**EXERCISE REQUIREMENTS:**
Quote the records below in full, exactly as given, with the images taken out.

— START DATA LISTING —

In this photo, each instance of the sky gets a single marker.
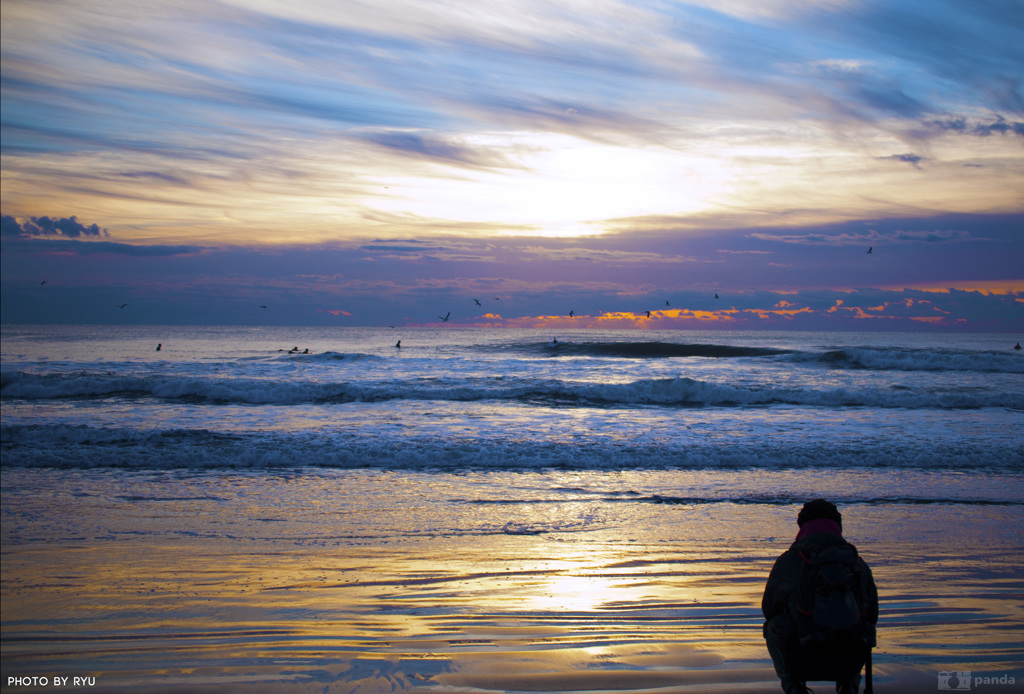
(652, 164)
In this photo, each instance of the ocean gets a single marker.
(422, 516)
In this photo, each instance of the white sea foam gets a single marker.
(665, 392)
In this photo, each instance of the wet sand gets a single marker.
(250, 583)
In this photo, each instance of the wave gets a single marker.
(918, 359)
(673, 392)
(646, 350)
(84, 446)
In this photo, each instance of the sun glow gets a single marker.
(562, 186)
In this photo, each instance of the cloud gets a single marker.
(872, 237)
(999, 126)
(909, 158)
(68, 227)
(435, 147)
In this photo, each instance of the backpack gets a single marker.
(830, 612)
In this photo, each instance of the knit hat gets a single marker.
(819, 508)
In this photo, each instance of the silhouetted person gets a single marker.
(821, 605)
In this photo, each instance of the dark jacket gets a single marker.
(782, 583)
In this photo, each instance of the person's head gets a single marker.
(819, 508)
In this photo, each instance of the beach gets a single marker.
(491, 511)
(365, 581)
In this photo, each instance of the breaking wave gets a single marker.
(84, 446)
(681, 392)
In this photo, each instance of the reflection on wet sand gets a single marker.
(630, 598)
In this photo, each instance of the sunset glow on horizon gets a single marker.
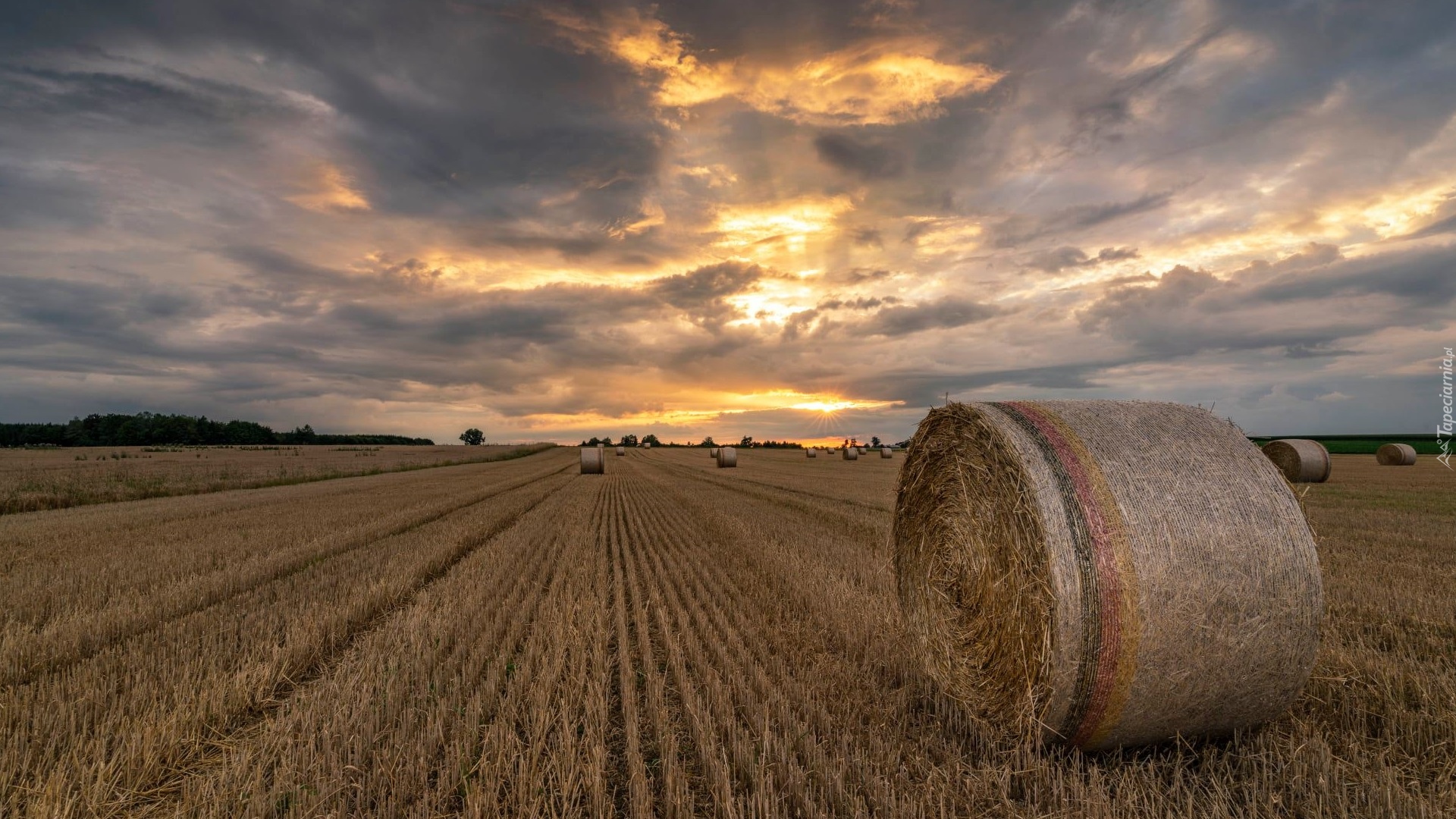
(802, 221)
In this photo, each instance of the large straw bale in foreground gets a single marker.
(1066, 585)
(1302, 461)
(592, 461)
(1395, 455)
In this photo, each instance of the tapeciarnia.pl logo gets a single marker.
(1443, 430)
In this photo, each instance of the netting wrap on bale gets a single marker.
(592, 461)
(1066, 586)
(1302, 461)
(1395, 455)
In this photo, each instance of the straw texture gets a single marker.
(592, 461)
(1302, 461)
(1395, 455)
(1066, 586)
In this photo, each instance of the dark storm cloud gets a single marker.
(150, 159)
(1310, 305)
(128, 316)
(1069, 257)
(943, 314)
(1021, 229)
(707, 284)
(473, 117)
(864, 159)
(36, 200)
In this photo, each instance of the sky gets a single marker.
(783, 219)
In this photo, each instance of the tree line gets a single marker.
(155, 428)
(746, 442)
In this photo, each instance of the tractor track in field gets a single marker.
(739, 485)
(201, 601)
(284, 689)
(715, 611)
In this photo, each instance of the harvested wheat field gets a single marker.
(667, 639)
(57, 479)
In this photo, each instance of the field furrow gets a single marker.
(632, 795)
(392, 716)
(667, 640)
(197, 681)
(27, 654)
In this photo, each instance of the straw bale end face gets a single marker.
(1066, 588)
(592, 461)
(1395, 455)
(1302, 461)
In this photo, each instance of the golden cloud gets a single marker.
(871, 83)
(331, 191)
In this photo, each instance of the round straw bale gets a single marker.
(1068, 588)
(1302, 461)
(592, 461)
(1395, 455)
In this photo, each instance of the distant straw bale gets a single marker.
(1065, 586)
(592, 461)
(1395, 455)
(1302, 461)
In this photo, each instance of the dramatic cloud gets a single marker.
(789, 219)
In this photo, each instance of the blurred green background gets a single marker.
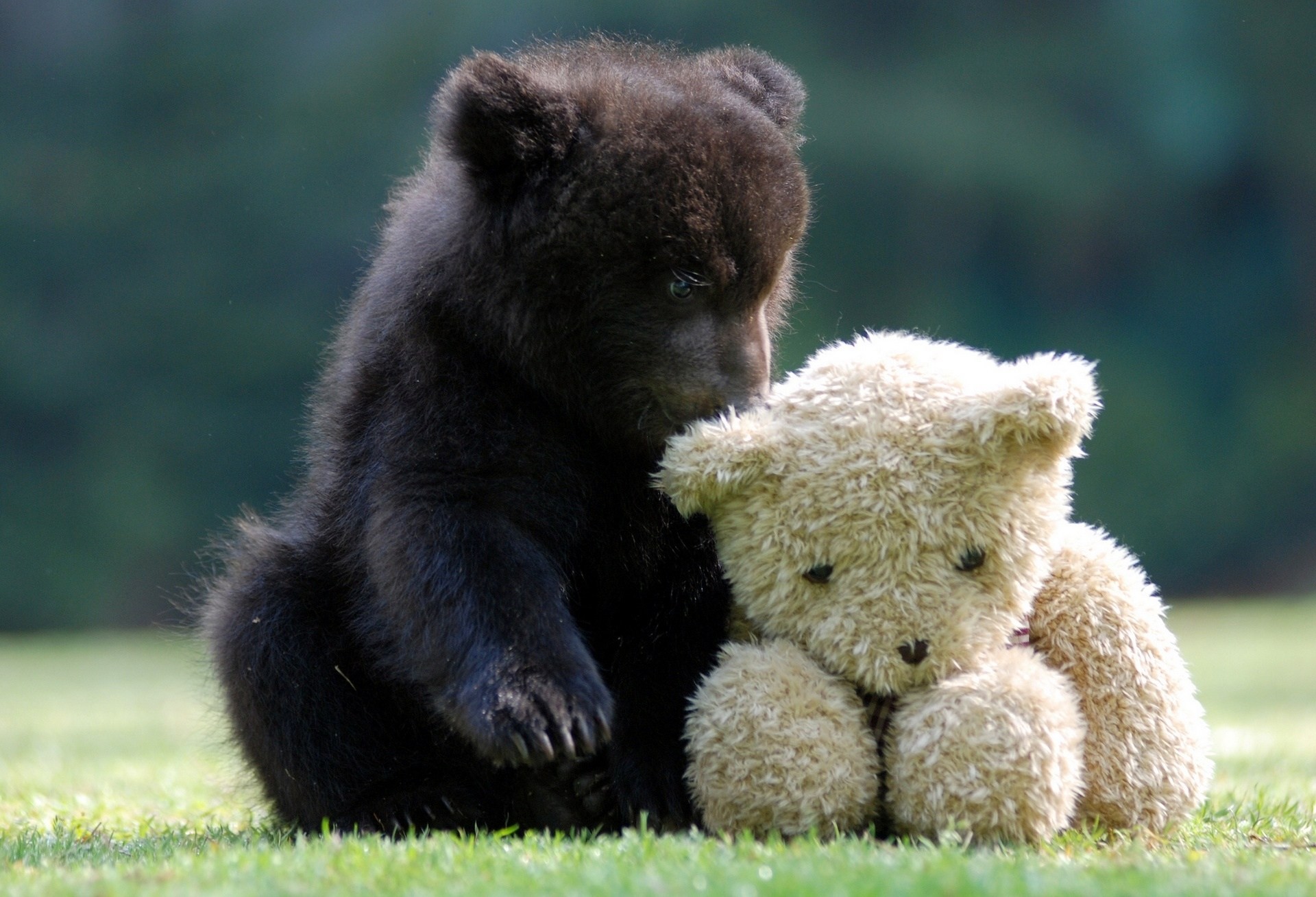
(188, 190)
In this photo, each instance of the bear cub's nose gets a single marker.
(914, 652)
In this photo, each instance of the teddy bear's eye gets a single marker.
(971, 559)
(819, 573)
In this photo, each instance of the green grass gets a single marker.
(115, 780)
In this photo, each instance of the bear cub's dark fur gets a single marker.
(474, 585)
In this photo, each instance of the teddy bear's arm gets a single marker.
(1099, 621)
(777, 743)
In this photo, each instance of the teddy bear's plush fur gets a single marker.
(890, 522)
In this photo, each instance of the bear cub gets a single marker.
(474, 610)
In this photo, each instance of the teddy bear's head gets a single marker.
(891, 507)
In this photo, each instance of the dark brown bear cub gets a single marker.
(474, 584)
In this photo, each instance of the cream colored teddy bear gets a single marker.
(894, 523)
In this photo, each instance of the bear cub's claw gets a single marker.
(535, 717)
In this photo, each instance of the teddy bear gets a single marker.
(925, 641)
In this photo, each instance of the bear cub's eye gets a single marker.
(683, 283)
(819, 573)
(971, 560)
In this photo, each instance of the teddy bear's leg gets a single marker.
(778, 743)
(995, 751)
(1099, 622)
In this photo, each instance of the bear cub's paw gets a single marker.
(535, 713)
(650, 781)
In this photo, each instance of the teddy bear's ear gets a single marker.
(714, 460)
(1049, 402)
(502, 121)
(762, 81)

— END DATA LISTING —

**WRITTEN ANSWER:**
In this photo, each instance of the sky gets a single marker.
(652, 164)
In this photo, each instance of the ocean gets a single marker.
(422, 516)
In this photo, each instance of the white sea foam gets a single marker.
(665, 392)
In this photo, each instance of the wet sand gets a single marker.
(250, 583)
In this photo, each instance of the wave gets a single marker.
(918, 359)
(673, 392)
(646, 350)
(84, 446)
In this photo, each instance of the sun glow gets a single marker.
(562, 186)
In this photo, each instance of the cloud gets a single marker.
(872, 237)
(999, 126)
(909, 158)
(68, 227)
(435, 147)
In this photo, each instance of the backpack gets a single marker.
(830, 612)
In this photo, each instance of the knit hat gets a single marker.
(819, 508)
In this photo, each instance of the silhouetted person gets a single marker.
(821, 605)
In this photo, each instance of the dark jacket gets a single marker.
(782, 583)
In this photo, each instance of the person's head gets a single marker.
(819, 508)
In this photo, each instance of the beach gets a single marker.
(491, 511)
(365, 581)
In this photo, each instance of the breaking wave gets a single marker.
(84, 446)
(681, 392)
In this photo, each instance of the reflection on wet sand gets a single marker.
(630, 598)
In this photo, each instance of the sunset glow on horizon gets a single marker.
(802, 221)
In this photo, each instance of the large straw bale in foreground gets a single marker.
(1066, 585)
(1302, 461)
(592, 461)
(1395, 455)
In this photo, each instance of the tapeciarnia.pl logo gets a single marker.
(1443, 430)
In this photo, each instance of the netting wrap on bale gets a single marker.
(592, 461)
(1066, 586)
(1302, 461)
(1395, 455)
In this photo, each instance of the straw texture gets a single marker.
(592, 461)
(1302, 461)
(1395, 455)
(1066, 586)
In this photo, each instance of the dark storm cloud gets a single marker.
(150, 159)
(1310, 305)
(128, 316)
(1069, 257)
(943, 314)
(1021, 229)
(707, 284)
(473, 117)
(864, 159)
(36, 200)
In this photo, each instance of the sky gets a single marker.
(783, 219)
In this photo, each instance of the tree line gets a single marker.
(155, 428)
(746, 442)
In this photo, each instance of the tractor track in field gets a single marker.
(739, 485)
(201, 601)
(284, 689)
(715, 611)
In this photo, each instance of the harvested wheat field gets a single marker.
(667, 639)
(57, 479)
In this photo, each instance of the field furrow gets a single marker.
(632, 795)
(392, 716)
(667, 640)
(197, 681)
(27, 654)
In this photo, each instance of the straw bale end face gets a single marker.
(1066, 588)
(592, 461)
(1395, 455)
(1302, 461)
In this photo, each instance of the golden cloud gets a single marker.
(871, 83)
(331, 191)
In this photo, each instance of the round straw bale gets a single marker.
(1068, 588)
(1302, 461)
(592, 461)
(1395, 455)
In this photo, each instance of the distant straw bale gets a single marker.
(1065, 586)
(592, 461)
(1395, 455)
(1302, 461)
In this photo, each instance of the dramatic cloud gets a single marker.
(789, 219)
In this photo, each instance of the blurred green background gets a single marker.
(188, 190)
In this photo, each instance of the bear cub's nose gets a single marker.
(914, 652)
In this photo, each instance of the teddy bear's eye gets a single marker.
(971, 559)
(819, 573)
In this photo, each instance of the green grass gets a single marker.
(115, 780)
In this photo, each instance of the bear cub's dark fur gets a single marker.
(474, 585)
In this photo, each instance of the teddy bear's arm gets a single marker.
(1099, 621)
(777, 743)
In this photo, each instance of the teddy bear's plush fur gets a single marker.
(890, 522)
In this photo, each instance of the bear cub gets a single marker.
(474, 610)
In this photo, each instance of the teddy bear's head gets a single marker.
(891, 507)
In this photo, each instance of the dark brown bear cub gets a single marker.
(474, 584)
In this photo, each instance of the cream colored teddy bear gets a single marker.
(894, 523)
In this photo, each instance of the bear cub's claw gets a single marker.
(535, 717)
In this photo, each instance of the teddy bear gets a single marker.
(925, 641)
In this photo, each instance of the bear cub's eye gets a single marker.
(683, 283)
(819, 573)
(971, 560)
In this photo, each instance of the teddy bear's leg gets a single marker.
(778, 743)
(995, 751)
(1099, 622)
In this photo, each instance of the bear cub's paw gets a single marker.
(535, 713)
(650, 781)
In this photo, each instance of the teddy bear's ear gets a single marker.
(714, 460)
(1049, 402)
(502, 121)
(762, 81)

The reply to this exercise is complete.